Written request:
Quote the full listing word for word.

▼

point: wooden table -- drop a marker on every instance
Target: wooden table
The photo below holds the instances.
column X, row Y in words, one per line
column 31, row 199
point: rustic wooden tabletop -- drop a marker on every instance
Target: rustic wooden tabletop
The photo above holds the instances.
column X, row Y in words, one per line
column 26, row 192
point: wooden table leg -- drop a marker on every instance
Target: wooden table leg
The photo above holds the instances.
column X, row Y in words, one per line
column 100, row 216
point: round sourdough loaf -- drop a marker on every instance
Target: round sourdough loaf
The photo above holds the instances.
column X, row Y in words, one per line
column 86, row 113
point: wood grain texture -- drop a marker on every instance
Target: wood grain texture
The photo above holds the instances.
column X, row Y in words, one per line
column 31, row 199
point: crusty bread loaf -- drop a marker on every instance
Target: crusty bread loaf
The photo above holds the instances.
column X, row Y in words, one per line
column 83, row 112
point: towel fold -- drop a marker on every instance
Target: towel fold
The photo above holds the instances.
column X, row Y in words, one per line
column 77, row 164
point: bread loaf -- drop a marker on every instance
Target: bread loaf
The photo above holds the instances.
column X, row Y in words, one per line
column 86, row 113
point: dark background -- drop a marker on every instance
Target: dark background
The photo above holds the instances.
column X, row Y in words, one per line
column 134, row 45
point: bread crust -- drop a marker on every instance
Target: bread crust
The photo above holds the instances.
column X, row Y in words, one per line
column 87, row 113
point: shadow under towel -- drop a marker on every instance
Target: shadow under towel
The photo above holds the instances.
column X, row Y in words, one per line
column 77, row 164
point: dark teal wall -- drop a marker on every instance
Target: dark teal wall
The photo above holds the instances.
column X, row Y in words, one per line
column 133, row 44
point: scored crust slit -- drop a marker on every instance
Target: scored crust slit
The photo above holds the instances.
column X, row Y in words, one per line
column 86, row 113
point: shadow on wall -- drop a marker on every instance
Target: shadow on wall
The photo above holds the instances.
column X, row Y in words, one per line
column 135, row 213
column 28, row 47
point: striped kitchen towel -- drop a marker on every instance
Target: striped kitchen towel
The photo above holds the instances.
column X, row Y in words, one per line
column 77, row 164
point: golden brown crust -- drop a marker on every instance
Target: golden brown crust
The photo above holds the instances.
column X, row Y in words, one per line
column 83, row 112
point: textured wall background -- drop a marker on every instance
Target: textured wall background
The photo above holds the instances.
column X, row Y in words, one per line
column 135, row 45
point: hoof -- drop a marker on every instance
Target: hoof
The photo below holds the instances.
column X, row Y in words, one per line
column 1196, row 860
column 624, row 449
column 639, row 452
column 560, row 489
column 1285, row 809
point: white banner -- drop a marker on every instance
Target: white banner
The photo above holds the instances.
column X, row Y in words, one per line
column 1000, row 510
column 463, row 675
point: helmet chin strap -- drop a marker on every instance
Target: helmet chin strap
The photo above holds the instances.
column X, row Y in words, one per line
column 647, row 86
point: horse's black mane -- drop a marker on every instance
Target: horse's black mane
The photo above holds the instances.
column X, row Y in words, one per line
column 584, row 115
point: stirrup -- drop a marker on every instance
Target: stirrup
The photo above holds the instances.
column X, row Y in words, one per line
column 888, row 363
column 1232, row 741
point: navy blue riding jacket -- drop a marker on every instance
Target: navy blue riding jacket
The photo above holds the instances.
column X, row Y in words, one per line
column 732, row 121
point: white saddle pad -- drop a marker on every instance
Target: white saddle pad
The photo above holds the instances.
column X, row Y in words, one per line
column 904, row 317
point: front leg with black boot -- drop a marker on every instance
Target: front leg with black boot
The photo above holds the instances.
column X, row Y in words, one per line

▲

Final result:
point: wooden table -- drop a marker on every instance
Target: wooden table
The photo below holds the instances.
column X, row Y in words, one per line
column 31, row 199
point: rustic wooden tabletop -- drop a marker on every instance
Target: rustic wooden tabletop
The photo above holds the instances.
column X, row Y in words, one per line
column 26, row 192
point: wooden table leg -- drop a marker on every instance
Target: wooden table leg
The photo above holds the instances.
column X, row Y in words, one per line
column 100, row 216
point: round sourdough loaf -- drop a marker on every instance
Target: round sourdough loaf
The photo above holds the instances.
column X, row Y in words, one per line
column 86, row 113
point: wood grain texture -- drop a marker on every instance
Target: wood grain texture
The photo above holds the instances.
column X, row Y in words, one per line
column 31, row 199
point: crusty bread loaf -- drop a marker on every instance
Target: crusty bread loaf
The photo above holds the instances.
column X, row Y in words, one per line
column 83, row 112
point: towel fold -- drop a marker on every instance
Target: towel fold
The photo above holds the instances.
column X, row Y in words, one per line
column 77, row 164
point: bread loaf -- drop a marker on every instance
Target: bread loaf
The photo above holds the instances.
column X, row Y in words, one per line
column 86, row 113
point: dark background -- drop a marker on every instance
Target: dark background
The photo above holds the instances.
column X, row Y in words, one per line
column 134, row 45
point: bread crust -- drop a marker on every instance
Target: bread crust
The photo above holds the instances.
column X, row Y in words, one per line
column 87, row 113
point: shadow under towel -- drop a marker on every instance
Target: shadow under towel
The photo above holds the instances.
column X, row Y in words, one per line
column 77, row 164
point: dark teal wall -- drop a marker on every instance
Target: dark teal wall
The photo above holds the instances.
column X, row Y in words, one per line
column 133, row 44
point: scored crust slit -- drop a marker on every instance
Target: scored crust slit
The photo above holds the instances.
column X, row Y in words, one per line
column 86, row 113
point: shadow on wall -- drop a marker on every instance
Target: shadow on wall
The photo above holds the instances.
column X, row Y in words, one per line
column 135, row 213
column 28, row 47
point: striped kitchen towel -- drop a marker on every instance
Target: striped kitchen towel
The photo above holds the instances.
column X, row Y in words, one per line
column 77, row 164
point: golden brown crust -- drop a marker on every instance
Target: golden brown crust
The photo above holds the instances.
column X, row Y in words, one per line
column 83, row 112
point: textured wall background -- drop a marker on every instance
Target: textured wall background
The photo above holds the instances.
column X, row Y in words, one per line
column 135, row 45
point: hoof -- drop a marker on every instance
Target: hoof
The photo below holds the instances.
column X, row Y in words, one per line
column 1196, row 860
column 624, row 449
column 639, row 452
column 560, row 489
column 1285, row 809
point: white banner -- drop a marker on every instance
Target: white banner
The photo above holds the instances.
column X, row Y in words, one per line
column 1000, row 510
column 463, row 675
point: helmet chin strap -- drop a marker on every instance
Target: helmet chin strap
The photo above holds the instances.
column X, row Y in words, one per line
column 647, row 86
point: horse's black mane -- drop a marker on every instance
Target: horse's black mane
The photo above holds the instances.
column X, row Y in words, one per line
column 584, row 115
point: stirrup -- drop a marker on every instance
Target: stirrup
The photo above holds the instances.
column X, row Y in words, one per line
column 888, row 363
column 1232, row 741
point: navy blue riding jacket -- drop a marker on every instance
Target: navy blue riding jacket
The photo above holds the instances.
column X, row Y in words, one per line
column 732, row 121
point: white saddle pad -- drop a marker on every instance
Target: white saddle pad
The photo above holds the instances.
column X, row Y in words, one per line
column 904, row 317
point: front leg with black boot -- drop a marker on every instance
Target: front leg with black boot
The photo above holds the instances.
column X, row Y in words, one per line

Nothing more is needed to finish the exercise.